• TO DO:
Lay out the listing below, from the line containing "Labeling guideline: look at the image above and mark any metal" down to its last line, as a JSON list of strings with one string per line and blank lines left out.

[Records from a data collection]
— begin —
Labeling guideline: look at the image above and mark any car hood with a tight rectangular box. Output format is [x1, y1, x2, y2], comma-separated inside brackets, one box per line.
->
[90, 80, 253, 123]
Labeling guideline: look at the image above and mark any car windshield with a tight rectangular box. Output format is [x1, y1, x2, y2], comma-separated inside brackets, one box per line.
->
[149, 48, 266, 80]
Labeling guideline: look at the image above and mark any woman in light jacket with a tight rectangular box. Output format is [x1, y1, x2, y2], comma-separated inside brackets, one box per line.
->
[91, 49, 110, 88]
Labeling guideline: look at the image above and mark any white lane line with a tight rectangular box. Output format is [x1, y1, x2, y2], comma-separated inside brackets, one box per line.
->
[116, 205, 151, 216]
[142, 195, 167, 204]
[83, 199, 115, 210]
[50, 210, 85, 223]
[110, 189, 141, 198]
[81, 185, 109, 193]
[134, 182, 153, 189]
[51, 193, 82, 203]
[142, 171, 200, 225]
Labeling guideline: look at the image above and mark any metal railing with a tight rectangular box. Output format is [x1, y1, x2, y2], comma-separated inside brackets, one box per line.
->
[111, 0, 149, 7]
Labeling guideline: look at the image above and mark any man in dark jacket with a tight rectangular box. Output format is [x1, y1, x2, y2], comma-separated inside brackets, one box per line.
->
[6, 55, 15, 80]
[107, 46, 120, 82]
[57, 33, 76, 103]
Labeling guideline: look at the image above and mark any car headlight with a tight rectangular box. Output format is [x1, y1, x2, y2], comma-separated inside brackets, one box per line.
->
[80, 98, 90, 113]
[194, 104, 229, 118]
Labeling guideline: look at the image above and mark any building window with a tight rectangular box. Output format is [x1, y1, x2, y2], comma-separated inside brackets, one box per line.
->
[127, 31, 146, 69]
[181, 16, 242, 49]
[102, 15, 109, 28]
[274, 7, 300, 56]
— end —
• THE OUTPUT:
[
  "Labeling guideline: look at the image above and mark any metal railing with a tight rectangular box. Output format is [x1, y1, x2, y2], comma-separated inside brackets, one box per line.",
  "->",
  "[111, 0, 149, 7]",
  "Labeling guideline: look at the image above and mark any man in dark jacket with a tight rectangular box. Output format is [x1, y1, x2, y2], comma-separated inside brackets, one box per line.",
  "->",
  "[6, 55, 15, 80]",
  "[107, 46, 120, 82]",
  "[57, 33, 76, 103]",
  "Labeling guideline: look at the image above and mark any car headlight with a tight rectangular box. Output format is [x1, y1, x2, y2], comma-separated inside brackets, one box per line.",
  "->",
  "[80, 98, 90, 113]",
  "[194, 104, 229, 118]",
  "Labeling guideline: look at the image above and mark any building window with a tight rectangular box. Output format is [x1, y1, x2, y2], comma-separated inside brackets, one box per line.",
  "->",
  "[127, 31, 146, 69]",
  "[181, 16, 242, 49]",
  "[102, 15, 109, 28]",
  "[274, 7, 300, 56]"
]